Exercise directions » Copy everything from the start of the entries down to the line containing "pixel 304 273", both ends included, and replace "lamp post" with "street lamp" each time it appears, changing nothing else. Leave the pictures out of your copy.

>> Begin

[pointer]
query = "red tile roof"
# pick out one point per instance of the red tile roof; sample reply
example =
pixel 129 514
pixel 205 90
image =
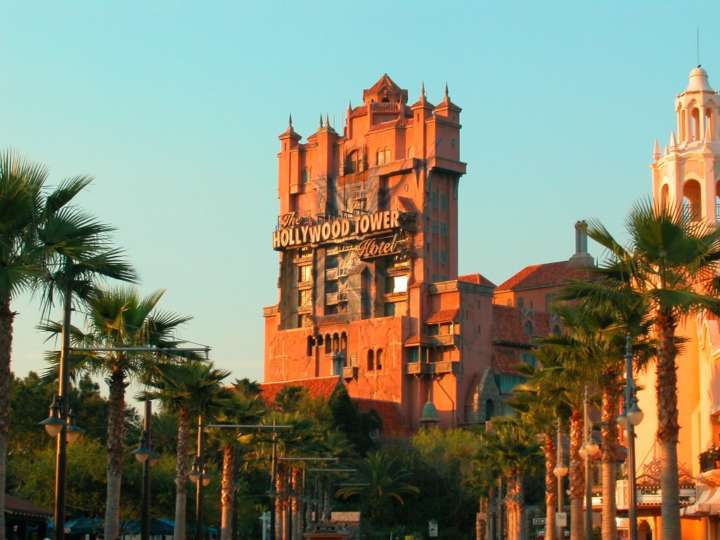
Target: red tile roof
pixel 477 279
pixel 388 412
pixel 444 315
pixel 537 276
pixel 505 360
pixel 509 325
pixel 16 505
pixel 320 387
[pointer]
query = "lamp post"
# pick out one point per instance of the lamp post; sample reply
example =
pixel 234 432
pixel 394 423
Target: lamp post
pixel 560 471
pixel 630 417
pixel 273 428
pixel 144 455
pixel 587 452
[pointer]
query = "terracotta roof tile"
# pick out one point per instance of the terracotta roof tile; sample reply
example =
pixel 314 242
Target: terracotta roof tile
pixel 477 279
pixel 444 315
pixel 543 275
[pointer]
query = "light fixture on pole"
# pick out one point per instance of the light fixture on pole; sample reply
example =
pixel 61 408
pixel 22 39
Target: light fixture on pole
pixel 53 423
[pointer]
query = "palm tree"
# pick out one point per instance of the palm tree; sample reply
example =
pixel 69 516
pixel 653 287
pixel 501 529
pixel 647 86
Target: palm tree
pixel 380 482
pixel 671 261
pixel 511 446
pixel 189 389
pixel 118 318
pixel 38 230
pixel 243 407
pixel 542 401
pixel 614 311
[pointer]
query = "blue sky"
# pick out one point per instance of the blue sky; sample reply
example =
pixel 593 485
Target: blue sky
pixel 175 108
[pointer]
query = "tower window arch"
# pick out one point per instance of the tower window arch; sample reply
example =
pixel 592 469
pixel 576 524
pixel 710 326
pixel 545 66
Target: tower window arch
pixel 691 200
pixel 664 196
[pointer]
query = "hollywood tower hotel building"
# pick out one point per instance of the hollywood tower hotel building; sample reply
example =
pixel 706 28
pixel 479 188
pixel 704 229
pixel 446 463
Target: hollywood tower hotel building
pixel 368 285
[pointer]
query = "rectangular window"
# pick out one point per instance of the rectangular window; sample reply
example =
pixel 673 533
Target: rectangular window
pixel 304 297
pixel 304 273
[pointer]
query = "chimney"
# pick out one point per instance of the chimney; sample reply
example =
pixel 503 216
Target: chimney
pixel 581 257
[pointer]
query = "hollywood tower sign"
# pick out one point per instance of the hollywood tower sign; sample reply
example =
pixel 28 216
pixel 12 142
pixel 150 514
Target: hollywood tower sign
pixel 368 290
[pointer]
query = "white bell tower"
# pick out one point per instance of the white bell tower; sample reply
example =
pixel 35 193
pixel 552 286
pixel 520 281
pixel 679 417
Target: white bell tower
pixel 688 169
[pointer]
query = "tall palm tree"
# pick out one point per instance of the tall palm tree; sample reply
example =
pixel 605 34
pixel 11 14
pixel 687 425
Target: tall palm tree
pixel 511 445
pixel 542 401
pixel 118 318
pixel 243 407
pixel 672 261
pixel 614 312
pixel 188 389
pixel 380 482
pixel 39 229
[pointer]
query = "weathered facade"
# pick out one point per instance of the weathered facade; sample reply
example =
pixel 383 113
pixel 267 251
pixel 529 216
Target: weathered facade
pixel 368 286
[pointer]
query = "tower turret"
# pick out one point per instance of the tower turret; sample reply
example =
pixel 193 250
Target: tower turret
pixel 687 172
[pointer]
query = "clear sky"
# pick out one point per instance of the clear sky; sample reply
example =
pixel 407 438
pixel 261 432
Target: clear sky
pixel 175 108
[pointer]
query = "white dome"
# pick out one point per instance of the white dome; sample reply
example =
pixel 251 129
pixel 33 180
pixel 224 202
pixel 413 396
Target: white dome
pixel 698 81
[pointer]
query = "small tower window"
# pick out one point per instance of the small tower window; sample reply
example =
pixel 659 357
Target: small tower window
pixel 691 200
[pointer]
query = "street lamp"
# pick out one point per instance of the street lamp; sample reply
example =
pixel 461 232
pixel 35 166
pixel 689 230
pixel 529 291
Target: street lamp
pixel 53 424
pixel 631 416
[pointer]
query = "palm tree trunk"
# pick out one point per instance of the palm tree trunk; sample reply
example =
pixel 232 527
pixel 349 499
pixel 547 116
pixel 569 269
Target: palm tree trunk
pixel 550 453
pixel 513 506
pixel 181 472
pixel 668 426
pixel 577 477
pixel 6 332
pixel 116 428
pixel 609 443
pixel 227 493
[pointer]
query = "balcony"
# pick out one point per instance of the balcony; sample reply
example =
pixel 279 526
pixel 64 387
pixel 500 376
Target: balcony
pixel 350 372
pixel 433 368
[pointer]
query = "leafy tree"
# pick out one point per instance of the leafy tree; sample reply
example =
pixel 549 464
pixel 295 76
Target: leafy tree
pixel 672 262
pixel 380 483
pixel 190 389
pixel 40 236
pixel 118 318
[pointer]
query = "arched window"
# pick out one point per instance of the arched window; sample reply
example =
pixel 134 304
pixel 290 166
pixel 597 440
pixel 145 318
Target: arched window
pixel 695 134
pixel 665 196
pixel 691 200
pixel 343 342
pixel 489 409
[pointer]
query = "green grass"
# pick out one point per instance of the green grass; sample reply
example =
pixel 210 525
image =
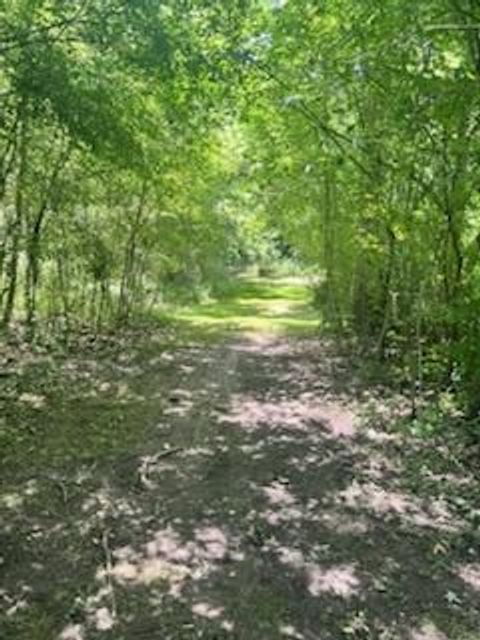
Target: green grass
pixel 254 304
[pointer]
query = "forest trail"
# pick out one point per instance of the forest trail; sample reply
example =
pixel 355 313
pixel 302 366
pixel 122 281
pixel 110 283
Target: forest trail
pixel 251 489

>> End

Full solution »
[pointer]
query = "red tile roof"
# pick out one point per instance of the red tile roof; sample reply
example =
pixel 129 514
pixel 205 90
image =
Target: red tile roof
pixel 477 279
pixel 388 412
pixel 444 315
pixel 537 276
pixel 505 360
pixel 509 325
pixel 16 505
pixel 320 387
[pointer]
query = "street lamp"
# pick out one point per instance of the street lamp; sample reply
example =
pixel 234 432
pixel 394 423
Target: street lamp
pixel 560 471
pixel 630 417
pixel 273 428
pixel 144 455
pixel 587 452
[pointer]
query = "terracotta roof tile"
# pick out one point per instance of the terracotta roof tile; sample reply
example =
pixel 314 242
Target: terracotta roof tile
pixel 477 279
pixel 444 315
pixel 543 275
[pointer]
query = "light fixture on pole"
# pick out one point per instance of the light fixture on pole; sample reply
example =
pixel 61 408
pixel 22 39
Target: light fixture on pole
pixel 53 423
[pointer]
query = "palm tree"
# pick out one point per instance of the palm tree; sample reply
example =
pixel 69 516
pixel 653 287
pixel 501 529
pixel 647 86
Target: palm tree
pixel 380 482
pixel 671 261
pixel 511 446
pixel 189 389
pixel 118 318
pixel 38 230
pixel 243 407
pixel 542 401
pixel 614 311
[pointer]
query = "blue sky"
# pick out one point per instance of the blue sky; sample reply
example =
pixel 593 485
Target: blue sky
pixel 175 108
[pointer]
query = "tower window arch"
# pick out one point per instance of the tower window arch; sample reply
example =
pixel 592 469
pixel 576 524
pixel 710 326
pixel 545 66
Target: tower window arch
pixel 691 200
pixel 664 196
[pointer]
query = "hollywood tower hotel building"
# pick out one point per instance of the hollywood tower hotel building; sample reply
example =
pixel 706 28
pixel 479 188
pixel 704 229
pixel 446 463
Target: hollywood tower hotel building
pixel 368 285
[pointer]
query = "rectangular window"
# pick out one point per instance of the rectangular window; sample reply
example =
pixel 673 533
Target: rectangular window
pixel 304 297
pixel 304 273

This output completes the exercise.